Stated problem
In the lines from the one containing "Which spot sits on each instance of the black pants" through the one containing "x=139 y=240", inclusive, change every "Target" to "Label" and leave everything else untouched. Give back only those lines.

Material for this exercise
*-*-*
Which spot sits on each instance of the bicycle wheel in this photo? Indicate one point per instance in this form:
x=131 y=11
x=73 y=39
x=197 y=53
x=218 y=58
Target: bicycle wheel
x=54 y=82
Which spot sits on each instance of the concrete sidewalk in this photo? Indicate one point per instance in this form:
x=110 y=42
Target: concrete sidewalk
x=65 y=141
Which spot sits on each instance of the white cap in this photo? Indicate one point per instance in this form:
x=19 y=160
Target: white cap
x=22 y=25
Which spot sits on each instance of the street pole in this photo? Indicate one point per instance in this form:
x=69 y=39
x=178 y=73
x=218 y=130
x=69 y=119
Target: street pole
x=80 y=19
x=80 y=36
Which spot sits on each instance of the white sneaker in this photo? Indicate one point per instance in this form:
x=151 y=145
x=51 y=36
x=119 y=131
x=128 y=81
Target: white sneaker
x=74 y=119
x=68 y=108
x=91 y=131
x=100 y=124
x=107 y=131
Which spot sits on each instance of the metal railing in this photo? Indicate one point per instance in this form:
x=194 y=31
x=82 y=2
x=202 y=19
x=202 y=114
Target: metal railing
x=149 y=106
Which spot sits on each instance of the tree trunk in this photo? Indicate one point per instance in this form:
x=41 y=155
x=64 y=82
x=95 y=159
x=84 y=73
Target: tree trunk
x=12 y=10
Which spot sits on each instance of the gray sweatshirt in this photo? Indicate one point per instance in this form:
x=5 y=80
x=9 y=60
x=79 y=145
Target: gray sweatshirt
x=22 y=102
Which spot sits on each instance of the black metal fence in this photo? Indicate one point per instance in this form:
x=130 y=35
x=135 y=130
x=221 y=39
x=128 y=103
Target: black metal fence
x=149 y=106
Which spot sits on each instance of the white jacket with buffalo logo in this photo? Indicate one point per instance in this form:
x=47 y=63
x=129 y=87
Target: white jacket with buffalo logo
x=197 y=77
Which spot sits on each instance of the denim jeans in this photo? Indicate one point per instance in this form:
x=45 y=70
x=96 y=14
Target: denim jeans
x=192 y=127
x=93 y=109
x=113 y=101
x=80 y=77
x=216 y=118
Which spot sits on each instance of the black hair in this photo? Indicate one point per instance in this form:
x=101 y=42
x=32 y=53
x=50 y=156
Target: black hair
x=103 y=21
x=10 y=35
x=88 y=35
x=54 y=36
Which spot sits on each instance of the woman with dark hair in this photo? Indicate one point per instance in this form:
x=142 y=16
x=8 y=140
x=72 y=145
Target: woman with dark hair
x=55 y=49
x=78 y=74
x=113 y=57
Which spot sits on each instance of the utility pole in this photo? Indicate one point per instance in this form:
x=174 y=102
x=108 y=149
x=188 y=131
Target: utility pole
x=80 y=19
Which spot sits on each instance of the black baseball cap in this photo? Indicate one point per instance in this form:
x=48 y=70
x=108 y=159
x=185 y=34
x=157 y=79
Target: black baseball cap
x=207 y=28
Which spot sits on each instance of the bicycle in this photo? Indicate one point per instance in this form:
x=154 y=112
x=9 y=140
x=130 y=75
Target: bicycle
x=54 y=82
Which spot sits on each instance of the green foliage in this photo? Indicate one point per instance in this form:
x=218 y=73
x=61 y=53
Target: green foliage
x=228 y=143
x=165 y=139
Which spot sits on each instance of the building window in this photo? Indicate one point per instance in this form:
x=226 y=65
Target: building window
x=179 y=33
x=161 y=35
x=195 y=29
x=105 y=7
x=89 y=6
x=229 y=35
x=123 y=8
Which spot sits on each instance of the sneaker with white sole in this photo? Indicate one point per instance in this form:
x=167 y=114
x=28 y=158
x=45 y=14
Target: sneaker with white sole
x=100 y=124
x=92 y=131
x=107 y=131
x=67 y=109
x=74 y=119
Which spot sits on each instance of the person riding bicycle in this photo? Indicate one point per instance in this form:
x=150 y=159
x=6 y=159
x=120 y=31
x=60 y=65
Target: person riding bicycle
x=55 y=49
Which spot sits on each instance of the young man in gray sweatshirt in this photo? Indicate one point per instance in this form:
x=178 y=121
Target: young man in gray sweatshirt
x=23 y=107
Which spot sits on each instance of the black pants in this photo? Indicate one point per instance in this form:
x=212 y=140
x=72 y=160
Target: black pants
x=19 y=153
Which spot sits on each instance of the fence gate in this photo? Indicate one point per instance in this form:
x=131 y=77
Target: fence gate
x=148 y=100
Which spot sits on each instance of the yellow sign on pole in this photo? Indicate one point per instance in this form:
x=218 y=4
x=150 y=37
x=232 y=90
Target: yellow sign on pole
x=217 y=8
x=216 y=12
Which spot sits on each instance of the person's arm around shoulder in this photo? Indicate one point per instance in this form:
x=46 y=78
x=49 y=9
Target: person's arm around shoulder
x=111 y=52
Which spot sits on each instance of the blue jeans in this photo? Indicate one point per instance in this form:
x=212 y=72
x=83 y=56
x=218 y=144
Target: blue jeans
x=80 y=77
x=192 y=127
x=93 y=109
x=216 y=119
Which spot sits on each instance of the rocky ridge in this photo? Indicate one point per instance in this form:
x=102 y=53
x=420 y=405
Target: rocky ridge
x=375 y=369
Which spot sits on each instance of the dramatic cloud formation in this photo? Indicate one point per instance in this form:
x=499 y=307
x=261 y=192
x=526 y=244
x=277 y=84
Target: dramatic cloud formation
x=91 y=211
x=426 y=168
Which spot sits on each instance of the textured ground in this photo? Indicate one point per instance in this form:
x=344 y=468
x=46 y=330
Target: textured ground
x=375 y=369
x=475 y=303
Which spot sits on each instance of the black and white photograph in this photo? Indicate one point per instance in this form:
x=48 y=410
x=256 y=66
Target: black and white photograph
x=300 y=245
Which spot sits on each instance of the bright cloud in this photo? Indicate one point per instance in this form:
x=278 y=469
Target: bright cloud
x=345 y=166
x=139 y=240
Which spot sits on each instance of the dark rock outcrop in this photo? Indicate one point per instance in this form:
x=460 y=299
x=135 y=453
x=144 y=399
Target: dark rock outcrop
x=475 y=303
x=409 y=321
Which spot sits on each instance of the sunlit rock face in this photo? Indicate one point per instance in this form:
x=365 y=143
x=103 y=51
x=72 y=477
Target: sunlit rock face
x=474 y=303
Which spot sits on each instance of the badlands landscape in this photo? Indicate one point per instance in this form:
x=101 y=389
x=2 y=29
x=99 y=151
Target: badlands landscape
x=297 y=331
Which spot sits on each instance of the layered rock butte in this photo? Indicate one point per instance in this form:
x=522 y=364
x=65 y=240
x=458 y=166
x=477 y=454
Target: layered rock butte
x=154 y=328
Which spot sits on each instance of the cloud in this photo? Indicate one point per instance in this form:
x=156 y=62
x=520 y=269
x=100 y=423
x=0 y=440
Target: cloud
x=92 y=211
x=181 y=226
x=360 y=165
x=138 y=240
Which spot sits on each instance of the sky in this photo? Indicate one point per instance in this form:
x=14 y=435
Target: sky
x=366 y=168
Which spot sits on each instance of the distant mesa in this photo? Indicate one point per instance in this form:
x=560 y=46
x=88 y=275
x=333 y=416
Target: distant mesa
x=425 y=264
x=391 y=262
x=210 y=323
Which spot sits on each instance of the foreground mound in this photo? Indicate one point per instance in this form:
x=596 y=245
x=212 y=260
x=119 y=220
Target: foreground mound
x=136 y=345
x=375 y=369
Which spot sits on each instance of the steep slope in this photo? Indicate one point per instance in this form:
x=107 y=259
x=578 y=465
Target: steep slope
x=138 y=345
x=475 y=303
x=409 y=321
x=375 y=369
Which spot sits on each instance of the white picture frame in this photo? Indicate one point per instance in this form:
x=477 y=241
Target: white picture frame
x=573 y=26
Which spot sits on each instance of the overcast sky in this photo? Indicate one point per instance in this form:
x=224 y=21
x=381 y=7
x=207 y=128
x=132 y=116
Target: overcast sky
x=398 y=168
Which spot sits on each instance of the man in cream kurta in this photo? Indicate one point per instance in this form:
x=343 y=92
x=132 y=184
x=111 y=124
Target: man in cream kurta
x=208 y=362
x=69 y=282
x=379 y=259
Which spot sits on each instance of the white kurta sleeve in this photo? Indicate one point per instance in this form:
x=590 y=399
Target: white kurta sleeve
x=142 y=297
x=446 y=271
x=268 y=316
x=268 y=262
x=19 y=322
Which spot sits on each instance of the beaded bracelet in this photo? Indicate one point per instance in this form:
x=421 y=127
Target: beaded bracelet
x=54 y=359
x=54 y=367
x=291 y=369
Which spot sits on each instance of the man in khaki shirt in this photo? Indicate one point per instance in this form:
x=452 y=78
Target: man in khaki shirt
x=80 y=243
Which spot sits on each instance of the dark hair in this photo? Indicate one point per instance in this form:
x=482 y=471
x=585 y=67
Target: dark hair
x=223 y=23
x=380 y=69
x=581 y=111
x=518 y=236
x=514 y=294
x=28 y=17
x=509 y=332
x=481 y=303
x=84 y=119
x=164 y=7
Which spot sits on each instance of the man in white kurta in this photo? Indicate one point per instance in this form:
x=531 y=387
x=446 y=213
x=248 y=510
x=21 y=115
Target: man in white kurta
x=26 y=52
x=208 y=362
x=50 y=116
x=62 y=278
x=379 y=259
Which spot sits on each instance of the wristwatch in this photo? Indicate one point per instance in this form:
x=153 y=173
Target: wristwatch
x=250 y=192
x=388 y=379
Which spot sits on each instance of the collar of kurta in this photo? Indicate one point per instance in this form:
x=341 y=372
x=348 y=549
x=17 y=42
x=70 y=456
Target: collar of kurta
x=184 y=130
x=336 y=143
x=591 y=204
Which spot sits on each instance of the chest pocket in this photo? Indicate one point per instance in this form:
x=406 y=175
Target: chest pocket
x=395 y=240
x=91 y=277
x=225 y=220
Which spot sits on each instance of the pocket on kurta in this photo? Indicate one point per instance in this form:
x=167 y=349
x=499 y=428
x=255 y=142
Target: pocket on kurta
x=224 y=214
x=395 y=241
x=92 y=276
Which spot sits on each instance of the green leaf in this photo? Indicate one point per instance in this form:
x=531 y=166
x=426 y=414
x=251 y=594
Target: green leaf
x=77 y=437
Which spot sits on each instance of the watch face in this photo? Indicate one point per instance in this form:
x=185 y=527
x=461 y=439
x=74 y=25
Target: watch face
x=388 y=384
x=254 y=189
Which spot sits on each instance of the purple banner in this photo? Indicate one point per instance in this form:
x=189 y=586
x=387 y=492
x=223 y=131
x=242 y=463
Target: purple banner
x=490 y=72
*-*-*
Output below
Which spot sits on each instance of the black pants in this photo? Indicate one point per instance in this form:
x=212 y=140
x=72 y=160
Label: black pants
x=19 y=153
Which spot sits on each instance of the fence gate in this photo? Indicate one point per instance in this form:
x=131 y=77
Label: fence gate
x=148 y=100
Which spot sits on each instance of the yellow sign on pole in this photo? Indicate one point per instance in this form:
x=218 y=4
x=150 y=37
x=232 y=90
Label: yellow sign on pole
x=217 y=8
x=216 y=12
Which spot sits on each instance of the person's arm around shoulder in this photo? Indicate one point per instance in this form:
x=46 y=78
x=49 y=9
Label: person's arm around shoulder
x=111 y=52
Which spot sits on each instance of the blue jeans in this photo? Indicate one point per instance in this form:
x=212 y=72
x=83 y=56
x=218 y=144
Label: blue jeans
x=80 y=77
x=192 y=127
x=93 y=109
x=216 y=119
Which spot sits on each instance of the rocky ridge in this photo? Indicate one point per instance in this form:
x=102 y=53
x=420 y=405
Label: rocky ridge
x=375 y=369
Which spot sits on each instance of the dramatic cloud formation in this photo? Indicate one point per instance in this form:
x=499 y=307
x=261 y=192
x=526 y=244
x=277 y=84
Label: dramatic cloud formation
x=91 y=211
x=426 y=168
Which spot sits on each instance of the textured ground in this photo? Indicate one point per instance in this form:
x=344 y=468
x=46 y=330
Label: textured ground
x=375 y=369
x=475 y=303
Which spot sits on each instance of the black and white photograph in this photo? Indicate one point per instance in this form:
x=48 y=410
x=256 y=66
Label: black and white photograph
x=300 y=245
Which spot sits on each instance of the bright cloud in this photo? Indicate one point per instance in this form:
x=278 y=469
Label: bright cloud
x=345 y=166
x=139 y=240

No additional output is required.